Image entries on named regions
^^^^
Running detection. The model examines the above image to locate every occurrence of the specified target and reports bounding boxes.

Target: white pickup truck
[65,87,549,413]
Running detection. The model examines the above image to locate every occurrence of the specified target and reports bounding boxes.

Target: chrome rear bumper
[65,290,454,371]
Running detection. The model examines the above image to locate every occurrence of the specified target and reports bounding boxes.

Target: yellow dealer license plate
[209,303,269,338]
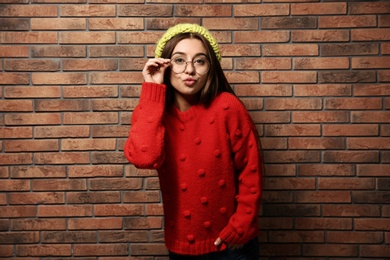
^^^^
◆ **The exercise**: Set down every line of the records above exactly as they appear, leaving out the pictures.

◆ **Correct output**:
Running detection. The model examines the above image to locate every occurrence of the specified target and reports bounding boxes.

Target: white pickup truck
[65,87,549,413]
Running detection. The model examines the above image to locate every occurrence of the specified target and reports bounding boxes.

Target: chrome rear bumper
[65,290,454,371]
Running detection. The model examines the above image to locate every occurrence of the specified target and reports bounding boxes.

Target: yellow dealer license plate
[209,303,269,338]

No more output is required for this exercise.